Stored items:
+ + + + + + +

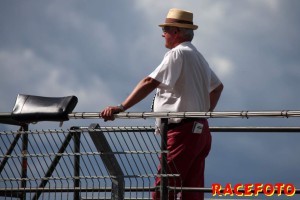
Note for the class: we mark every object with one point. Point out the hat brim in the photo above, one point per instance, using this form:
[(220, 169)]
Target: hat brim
[(179, 25)]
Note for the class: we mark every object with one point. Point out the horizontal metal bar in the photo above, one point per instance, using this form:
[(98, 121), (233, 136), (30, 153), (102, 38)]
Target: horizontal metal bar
[(108, 189), (237, 114), (255, 129)]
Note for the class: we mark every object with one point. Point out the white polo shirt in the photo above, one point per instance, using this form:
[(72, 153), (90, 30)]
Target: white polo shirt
[(186, 81)]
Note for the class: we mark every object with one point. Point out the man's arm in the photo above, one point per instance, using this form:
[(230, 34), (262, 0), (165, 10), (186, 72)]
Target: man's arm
[(215, 96), (143, 88)]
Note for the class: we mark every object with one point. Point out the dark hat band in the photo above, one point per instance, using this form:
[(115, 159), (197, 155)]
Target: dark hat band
[(172, 20)]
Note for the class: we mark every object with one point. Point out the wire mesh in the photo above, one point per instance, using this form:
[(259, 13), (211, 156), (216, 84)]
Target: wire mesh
[(65, 164)]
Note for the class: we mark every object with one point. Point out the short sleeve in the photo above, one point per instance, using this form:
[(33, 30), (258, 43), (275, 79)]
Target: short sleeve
[(169, 69)]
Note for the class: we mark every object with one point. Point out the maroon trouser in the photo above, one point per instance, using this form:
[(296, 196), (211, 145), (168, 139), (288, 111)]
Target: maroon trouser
[(188, 147)]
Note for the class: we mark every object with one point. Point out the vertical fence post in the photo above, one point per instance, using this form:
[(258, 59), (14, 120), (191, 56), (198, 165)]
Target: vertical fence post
[(164, 162), (110, 162), (76, 137), (24, 159)]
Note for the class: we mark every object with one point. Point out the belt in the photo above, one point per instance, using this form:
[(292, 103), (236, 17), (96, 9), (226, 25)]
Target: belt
[(183, 121)]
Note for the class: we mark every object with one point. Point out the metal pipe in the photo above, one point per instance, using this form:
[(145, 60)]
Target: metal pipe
[(237, 114)]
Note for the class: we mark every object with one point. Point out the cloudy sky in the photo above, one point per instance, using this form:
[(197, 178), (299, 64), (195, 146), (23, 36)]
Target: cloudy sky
[(99, 50)]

+ + + + + + +

- **What is required**
Can you update the entries above by replacing "one point per instance" with "a single point for each instance" everywhere and changing nothing else, leaving out the pictures?

- **Answer to the task**
Note for the class: we mark every object with one point. Point out the hat brim in the photo above, a single point for each instance, using this form:
[(220, 169)]
Target: hat brim
[(179, 25)]
Note for the class: we mark every object with one point. Point out the horizontal metal bar in the photo above, a single point for each instance, using this form:
[(98, 121), (233, 136), (30, 153), (102, 38)]
Target: horizontal metal bar
[(108, 189), (237, 114), (255, 129)]
Note for the class: we mark every object with one point. Point out the white polo shirt in the photo above, a single point for each instance, using this form:
[(72, 153), (90, 30)]
Target: white polo shirt
[(186, 81)]
Note for the class: we mark every object with one point. Point out the man's arm in the photo above, a single point for each instance, using this form:
[(230, 34), (262, 0), (165, 10), (186, 72)]
Target: man's arm
[(215, 96), (143, 88)]
Note for the class: we mark every object with one point. Point out the dark hat band in the photo above, a single point for each instance, using this form:
[(115, 159), (197, 155)]
Target: dark hat band
[(172, 20)]
Note for the class: we mark every object with one point. Point out the wire mesh in the photo above, a single point for each instance, using this form:
[(259, 13), (211, 156), (216, 84)]
Target: wire mesh
[(65, 164)]
Note for the class: we mark every object with one point. Point out the short sleeve in the photo above, a single point for each instance, using this form:
[(33, 30), (258, 43), (275, 79)]
Target: short sleeve
[(169, 69)]
Note for the class: we mark every object with one point. Point out the maroon trouser in the photo above, a single point for each instance, using this form:
[(296, 196), (211, 145), (168, 139), (288, 111)]
Target: maroon trouser
[(188, 147)]
Note for the class: we mark every object with one point. Point out the vertical fence post in the photo above, a single point for each instance, using this form:
[(258, 59), (14, 120), (191, 56), (198, 165)]
Target: vertical fence post
[(164, 162), (110, 162), (76, 137), (24, 159)]
Note for the class: we mark every object with one point. Point out the belt in the photo above, a single point for each instance, using this form:
[(292, 103), (236, 17), (96, 9), (226, 25)]
Target: belt
[(183, 121)]
Note for the class: we mark every object with one point. Point out the metal pipe in the photo above, a single point for each instance, using this form:
[(145, 60)]
Target: metal pipe
[(237, 114)]
Note for the class: we mark every object with one point. Point out the cloudy sky in the photo above, a single point for each instance, using this form:
[(197, 178), (299, 64), (195, 146), (23, 36)]
Target: cloudy sky
[(99, 50)]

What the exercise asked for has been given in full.